▶ **Text to read**:
Pandas to Polars Migration Guide

This guide helps you migrate from pandas to Polars with comprehensive operation mappings and key differences.

Core Conceptual Differences

1. No Index System

Pandas: Uses row-based indexing system

df.loc[0, "column"]
df.iloc[0:5]
df.set_index("id")

Polars: Uses integer positions only

df[0, "column"]  # Row position, column name
df[0:5]  # Row slice
# No set_index equivalent - use group_by instead

2. Memory Format

Pandas: Row-oriented NumPy arrays Polars: Columnar Apache Arrow format

Implications:

  • Polars is faster for column operations
  • Polars uses less memory
  • Polars has better data sharing capabilities

3. Parallelization

Pandas: Primarily single-threaded (requires Dask for parallelism) Polars: Parallel by default using Rust's concurrency

4. Lazy Evaluation

Pandas: Only eager evaluation Polars: Both eager (DataFrame) and lazy (LazyFrame) with query optimization

5. Type Strictness

Pandas: Allows silent type conversions Polars: Strict typing, explicit casts required

Example:

# Pandas: Silently converts to float
pd_df["int_col"] = [1, 2, None, 4]  # dtype: float64

# Polars: Keeps as integer with null
pl_df = pl.DataFrame({"int_col": [1, 2, None, 4]})  # dtype: Int64

Operation Mappings

Data Selection

Operation Pandas Polars
Select column df["col"] or df.col df.select("col") or df["col"]
Select multiple df[["a", "b"]] df.select("a", "b")
Select by position df.iloc[:, 0:3] df.select(pl.col(df.columns[0:3]))
Select by condition df[df["age"] > 25] df.filter(pl.col("age") > 25)

Data Filtering

Operation Pandas Polars
Single condition df[df["age"] > 25] df.filter(pl.col("age") > 25)
Multiple conditions df[(df["age"] > 25) & (df["city"] == "NY")] df.filter(pl.col("age") > 25, pl.col("city") == "NY")
Query method df.query("age > 25") df.filter(pl.col("age") > 25)
isin df[df["city"].isin(["NY", "LA"])] df.filter(pl.col("city").is_in(["NY", "LA"]))
isna df[df["value"].isna()] df.filter(pl.col("value").is_null())
notna df[df["value"].notna()] df.filter(pl.col("value").is_not_null())

Adding/Modifying Columns

Operation Pandas Polars
Add column df["new"] = df["old"] * 2 df.with_columns(new=pl.col("old") * 2)
Multiple columns df.assign(a=..., b=...) df.with_columns(a=..., b=...)
Conditional column np.where(condition, a, b) pl.when(condition).then(a).otherwise(b)

Important difference - Parallel execution:

# Pandas: Sequential (lambda sees previous results)
df.assign(
    a=lambda df_: df_.value * 10,
    b=lambda df_: df_.value * 100
)

# Polars: Parallel (all computed together)
df.with_columns(
    a=pl.col("value") * 10,
    b=pl.col("value") * 100
)

Grouping and Aggregation

Operation Pandas Polars
Group by df.groupby("col") df.group_by("col")

▶ **Task input**:
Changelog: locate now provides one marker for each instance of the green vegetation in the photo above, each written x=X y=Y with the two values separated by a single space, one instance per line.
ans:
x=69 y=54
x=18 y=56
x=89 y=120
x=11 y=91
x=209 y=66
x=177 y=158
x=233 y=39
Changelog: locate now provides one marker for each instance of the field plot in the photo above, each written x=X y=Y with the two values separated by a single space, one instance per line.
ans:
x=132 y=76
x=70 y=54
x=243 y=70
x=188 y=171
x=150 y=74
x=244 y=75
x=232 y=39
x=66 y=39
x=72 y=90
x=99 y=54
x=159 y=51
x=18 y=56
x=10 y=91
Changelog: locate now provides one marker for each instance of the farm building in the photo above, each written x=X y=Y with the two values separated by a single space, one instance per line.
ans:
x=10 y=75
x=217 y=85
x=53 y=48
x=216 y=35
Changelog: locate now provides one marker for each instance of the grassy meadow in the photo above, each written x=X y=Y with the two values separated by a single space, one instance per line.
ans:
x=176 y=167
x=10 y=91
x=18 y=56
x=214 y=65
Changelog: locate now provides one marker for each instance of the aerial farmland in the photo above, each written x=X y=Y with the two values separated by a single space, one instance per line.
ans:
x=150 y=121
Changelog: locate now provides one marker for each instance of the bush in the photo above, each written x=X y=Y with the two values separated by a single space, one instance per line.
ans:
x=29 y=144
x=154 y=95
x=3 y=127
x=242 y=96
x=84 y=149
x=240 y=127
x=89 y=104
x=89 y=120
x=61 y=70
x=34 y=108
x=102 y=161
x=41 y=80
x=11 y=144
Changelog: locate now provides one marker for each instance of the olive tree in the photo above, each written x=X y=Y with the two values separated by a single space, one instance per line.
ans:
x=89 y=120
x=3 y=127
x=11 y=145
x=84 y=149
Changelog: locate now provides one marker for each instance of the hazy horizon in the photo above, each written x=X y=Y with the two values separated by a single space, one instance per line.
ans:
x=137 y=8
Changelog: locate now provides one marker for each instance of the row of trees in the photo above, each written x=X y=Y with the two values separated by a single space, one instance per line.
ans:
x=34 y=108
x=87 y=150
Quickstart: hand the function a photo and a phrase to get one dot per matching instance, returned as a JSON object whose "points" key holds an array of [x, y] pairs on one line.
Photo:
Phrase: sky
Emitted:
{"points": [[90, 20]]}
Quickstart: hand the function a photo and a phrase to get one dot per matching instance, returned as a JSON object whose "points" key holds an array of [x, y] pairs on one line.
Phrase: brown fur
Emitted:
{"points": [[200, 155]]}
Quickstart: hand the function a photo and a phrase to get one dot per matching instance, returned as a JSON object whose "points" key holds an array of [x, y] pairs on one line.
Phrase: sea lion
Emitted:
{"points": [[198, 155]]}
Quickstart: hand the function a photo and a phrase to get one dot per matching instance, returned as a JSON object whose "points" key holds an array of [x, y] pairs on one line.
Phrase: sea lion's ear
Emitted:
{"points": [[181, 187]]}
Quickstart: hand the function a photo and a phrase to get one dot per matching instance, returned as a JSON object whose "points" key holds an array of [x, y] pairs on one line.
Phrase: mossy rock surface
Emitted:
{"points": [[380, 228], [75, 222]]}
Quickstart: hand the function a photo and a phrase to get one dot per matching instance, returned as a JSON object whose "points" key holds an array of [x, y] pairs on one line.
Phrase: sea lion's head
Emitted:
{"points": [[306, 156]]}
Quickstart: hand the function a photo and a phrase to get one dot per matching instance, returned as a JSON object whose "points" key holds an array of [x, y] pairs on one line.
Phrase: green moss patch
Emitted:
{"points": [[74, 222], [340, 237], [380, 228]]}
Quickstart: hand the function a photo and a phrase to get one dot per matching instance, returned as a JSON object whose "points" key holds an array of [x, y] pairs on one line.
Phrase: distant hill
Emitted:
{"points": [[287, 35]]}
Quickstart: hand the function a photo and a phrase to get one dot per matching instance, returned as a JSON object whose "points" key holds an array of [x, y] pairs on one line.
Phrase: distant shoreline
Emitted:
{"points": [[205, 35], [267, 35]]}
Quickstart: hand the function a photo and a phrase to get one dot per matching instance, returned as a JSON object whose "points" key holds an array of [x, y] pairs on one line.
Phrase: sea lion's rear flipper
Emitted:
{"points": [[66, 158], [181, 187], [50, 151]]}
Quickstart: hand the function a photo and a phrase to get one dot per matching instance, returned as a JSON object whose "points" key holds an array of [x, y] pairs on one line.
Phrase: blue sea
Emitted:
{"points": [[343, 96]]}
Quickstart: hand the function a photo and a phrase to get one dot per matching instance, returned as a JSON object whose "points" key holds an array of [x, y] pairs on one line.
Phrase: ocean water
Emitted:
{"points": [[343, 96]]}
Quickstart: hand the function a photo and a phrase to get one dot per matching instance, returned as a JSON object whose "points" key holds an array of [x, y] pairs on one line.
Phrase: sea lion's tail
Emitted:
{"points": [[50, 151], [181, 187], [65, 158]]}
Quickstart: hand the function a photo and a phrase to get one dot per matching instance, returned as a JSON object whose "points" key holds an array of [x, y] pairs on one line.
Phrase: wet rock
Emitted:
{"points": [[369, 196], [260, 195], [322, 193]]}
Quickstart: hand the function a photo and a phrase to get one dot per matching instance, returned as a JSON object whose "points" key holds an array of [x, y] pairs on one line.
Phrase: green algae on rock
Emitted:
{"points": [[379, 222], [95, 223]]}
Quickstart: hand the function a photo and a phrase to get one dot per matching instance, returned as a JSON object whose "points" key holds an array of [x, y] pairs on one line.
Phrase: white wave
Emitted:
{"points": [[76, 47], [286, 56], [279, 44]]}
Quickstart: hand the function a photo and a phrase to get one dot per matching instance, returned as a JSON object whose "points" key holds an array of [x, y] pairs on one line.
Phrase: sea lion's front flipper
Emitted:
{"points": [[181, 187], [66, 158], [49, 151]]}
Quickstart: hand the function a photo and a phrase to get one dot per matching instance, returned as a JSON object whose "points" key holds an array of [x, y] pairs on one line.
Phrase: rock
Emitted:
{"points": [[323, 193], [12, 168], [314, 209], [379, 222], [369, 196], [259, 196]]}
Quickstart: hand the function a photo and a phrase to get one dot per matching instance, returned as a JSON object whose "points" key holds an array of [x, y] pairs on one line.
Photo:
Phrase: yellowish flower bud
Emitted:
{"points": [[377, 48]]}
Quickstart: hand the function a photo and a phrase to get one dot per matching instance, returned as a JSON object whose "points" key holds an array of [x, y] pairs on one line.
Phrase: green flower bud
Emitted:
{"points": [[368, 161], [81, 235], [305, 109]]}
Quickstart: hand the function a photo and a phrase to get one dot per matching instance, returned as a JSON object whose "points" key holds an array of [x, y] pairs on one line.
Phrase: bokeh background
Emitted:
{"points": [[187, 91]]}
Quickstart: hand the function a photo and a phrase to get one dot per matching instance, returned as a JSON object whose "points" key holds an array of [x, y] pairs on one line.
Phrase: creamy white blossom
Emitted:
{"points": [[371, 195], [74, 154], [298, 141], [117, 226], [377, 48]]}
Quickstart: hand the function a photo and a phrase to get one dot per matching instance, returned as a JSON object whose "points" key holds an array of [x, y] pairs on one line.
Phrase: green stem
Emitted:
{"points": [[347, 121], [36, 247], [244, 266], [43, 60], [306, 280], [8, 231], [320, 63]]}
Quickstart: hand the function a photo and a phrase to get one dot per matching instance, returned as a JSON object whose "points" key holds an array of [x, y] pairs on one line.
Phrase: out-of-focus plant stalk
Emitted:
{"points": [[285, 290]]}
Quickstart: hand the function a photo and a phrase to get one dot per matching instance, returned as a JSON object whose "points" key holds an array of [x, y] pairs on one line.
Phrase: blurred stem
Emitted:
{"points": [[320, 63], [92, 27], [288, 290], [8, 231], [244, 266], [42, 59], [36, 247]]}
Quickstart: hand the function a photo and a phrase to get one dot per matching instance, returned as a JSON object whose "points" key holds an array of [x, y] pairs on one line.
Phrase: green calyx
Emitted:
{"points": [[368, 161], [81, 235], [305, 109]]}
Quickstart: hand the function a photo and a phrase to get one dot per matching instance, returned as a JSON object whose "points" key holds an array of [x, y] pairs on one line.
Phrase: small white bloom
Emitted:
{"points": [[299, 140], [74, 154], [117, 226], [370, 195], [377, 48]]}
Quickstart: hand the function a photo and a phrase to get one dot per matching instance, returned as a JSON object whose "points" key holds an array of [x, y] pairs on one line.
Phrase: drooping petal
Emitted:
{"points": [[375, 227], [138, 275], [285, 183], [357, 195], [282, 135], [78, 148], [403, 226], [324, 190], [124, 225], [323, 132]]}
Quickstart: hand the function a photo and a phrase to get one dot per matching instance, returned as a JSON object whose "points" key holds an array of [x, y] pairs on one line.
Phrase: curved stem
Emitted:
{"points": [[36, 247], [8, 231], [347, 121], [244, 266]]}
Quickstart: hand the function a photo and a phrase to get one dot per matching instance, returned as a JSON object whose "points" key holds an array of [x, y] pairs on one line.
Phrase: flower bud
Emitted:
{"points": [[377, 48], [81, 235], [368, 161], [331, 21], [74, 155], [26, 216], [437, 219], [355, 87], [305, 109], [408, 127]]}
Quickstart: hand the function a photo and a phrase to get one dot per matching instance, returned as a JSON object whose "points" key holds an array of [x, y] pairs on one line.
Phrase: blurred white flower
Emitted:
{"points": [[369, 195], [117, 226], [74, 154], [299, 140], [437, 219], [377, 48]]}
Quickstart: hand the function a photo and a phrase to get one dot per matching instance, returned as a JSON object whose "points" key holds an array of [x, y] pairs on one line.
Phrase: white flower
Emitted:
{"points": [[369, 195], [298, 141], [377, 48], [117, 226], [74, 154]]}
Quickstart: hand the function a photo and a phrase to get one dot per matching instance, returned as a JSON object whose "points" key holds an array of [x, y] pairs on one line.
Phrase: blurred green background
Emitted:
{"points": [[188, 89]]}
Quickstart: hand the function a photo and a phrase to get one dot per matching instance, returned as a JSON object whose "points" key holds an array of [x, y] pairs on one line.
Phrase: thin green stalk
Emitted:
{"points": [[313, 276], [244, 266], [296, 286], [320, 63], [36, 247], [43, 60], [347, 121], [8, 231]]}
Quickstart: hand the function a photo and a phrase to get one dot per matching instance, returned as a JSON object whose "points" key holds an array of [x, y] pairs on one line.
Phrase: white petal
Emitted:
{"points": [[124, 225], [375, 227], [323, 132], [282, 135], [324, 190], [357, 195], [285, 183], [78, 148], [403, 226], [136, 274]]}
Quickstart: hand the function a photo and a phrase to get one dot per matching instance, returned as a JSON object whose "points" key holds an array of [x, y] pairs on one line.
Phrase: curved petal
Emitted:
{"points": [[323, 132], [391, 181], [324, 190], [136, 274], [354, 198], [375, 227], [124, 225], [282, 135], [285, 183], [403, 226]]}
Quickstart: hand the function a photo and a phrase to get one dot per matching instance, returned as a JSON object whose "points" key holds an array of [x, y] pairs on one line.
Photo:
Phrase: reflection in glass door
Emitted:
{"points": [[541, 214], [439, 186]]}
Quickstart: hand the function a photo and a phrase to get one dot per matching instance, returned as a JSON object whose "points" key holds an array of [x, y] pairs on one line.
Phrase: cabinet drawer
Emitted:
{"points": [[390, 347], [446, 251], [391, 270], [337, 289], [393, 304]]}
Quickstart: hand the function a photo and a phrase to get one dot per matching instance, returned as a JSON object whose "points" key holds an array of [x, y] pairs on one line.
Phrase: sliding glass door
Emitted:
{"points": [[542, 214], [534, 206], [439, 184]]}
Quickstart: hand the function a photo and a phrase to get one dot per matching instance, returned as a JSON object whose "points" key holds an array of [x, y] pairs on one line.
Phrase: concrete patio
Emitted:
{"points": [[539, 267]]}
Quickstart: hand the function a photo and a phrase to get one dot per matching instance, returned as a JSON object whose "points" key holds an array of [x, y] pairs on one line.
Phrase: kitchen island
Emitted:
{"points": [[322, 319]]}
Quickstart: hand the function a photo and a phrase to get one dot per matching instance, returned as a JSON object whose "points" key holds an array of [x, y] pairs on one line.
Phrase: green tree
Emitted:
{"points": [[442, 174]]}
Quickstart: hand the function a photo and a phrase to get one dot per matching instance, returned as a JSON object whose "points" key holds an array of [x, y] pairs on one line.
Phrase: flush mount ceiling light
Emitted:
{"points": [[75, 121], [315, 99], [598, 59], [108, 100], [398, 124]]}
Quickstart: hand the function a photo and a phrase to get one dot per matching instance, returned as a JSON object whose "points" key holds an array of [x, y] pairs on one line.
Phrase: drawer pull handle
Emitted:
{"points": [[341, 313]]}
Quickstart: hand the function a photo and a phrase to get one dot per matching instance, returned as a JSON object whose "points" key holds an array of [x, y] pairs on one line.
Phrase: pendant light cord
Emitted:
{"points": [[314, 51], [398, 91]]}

▶ **Work instructions**:
[1] Find every line in the records that contains the string "lion" and copy each one out, treating uppercase and lowercase letters as different.
[2] Continue the pandas-to-Polars migration guide, starting after its last line.
The migration guide and the records come from unrelated sources.

▶ **Answers below**:
[1]
Phrase: sea lion
Phrase: sea lion's ear
Phrase: sea lion's head
Phrase: sea lion's rear flipper
Phrase: sea lion's tail
Phrase: sea lion's front flipper

[2]
Agg single df.groupby("col")["val"].mean() df.group_by("col").agg(pl.col("val").mean())
Agg multiple df.groupby("col").agg({"val": ["mean", "sum"]}) df.group_by("col").agg(pl.col("val").mean(), pl.col("val").sum())
Size df.groupby("col").size() df.group_by("col").agg(pl.len())
Count df.groupby("col").count() df.group_by("col").agg(pl.col("*").count())

Window Functions

Operation Pandas Polars
Transform df.groupby("col").transform("mean") df.with_columns(pl.col("val").mean().over("col"))
Rank df.groupby("col")["val"].rank() df.with_columns(pl.col("val").rank().over("col"))
Shift df.groupby("col")["val"].shift(1) df.with_columns(pl.col("val").shift(1).over("col"))
Cumsum df.groupby("col")["val"].cumsum() df.with_columns(pl.col("val").cum_sum().over("col"))

Joins

Operation Pandas Polars
Inner join df1.merge(df2, on="id") df1.join(df2, on="id", how="inner")
Left join df1.merge(df2, on="id", how="left") df1.join(df2, on="id", how="left")
Different keys df1.merge(df2, left_on="a", right_on="b") df1.join(df2, left_on="a", right_on="b")

Concatenation

Operation Pandas Polars
Vertical pd.concat([df1, df2], axis=0) pl.concat([df1, df2], how="vertical")
Horizontal pd.concat([df1, df2], axis=1) pl.concat([df1, df2], how="horizontal")

Sorting

Operation Pandas Polars
Sort by column df.sort_values("col") df.sort("col")
Descending df.sort_values("col", ascending=False) df.sort("col", descending=True)
Multiple columns df.sort_values(["a", "b"]) df.sort("a", "b")

Reshaping

Operation Pandas Polars
Pivot df.pivot(index="a", columns="b", values="c") df.pivot(values="c", index="a", columns="b")
Melt df.melt(id_vars="id") df.unpivot(index="id")

I/O Operations

Operation Pandas Polars
Read CSV pd.read_csv("file.csv") pl.read_csv("file.csv") or pl.scan_csv()
Write CSV df.to_csv("file.csv") df.write_csv("file.csv")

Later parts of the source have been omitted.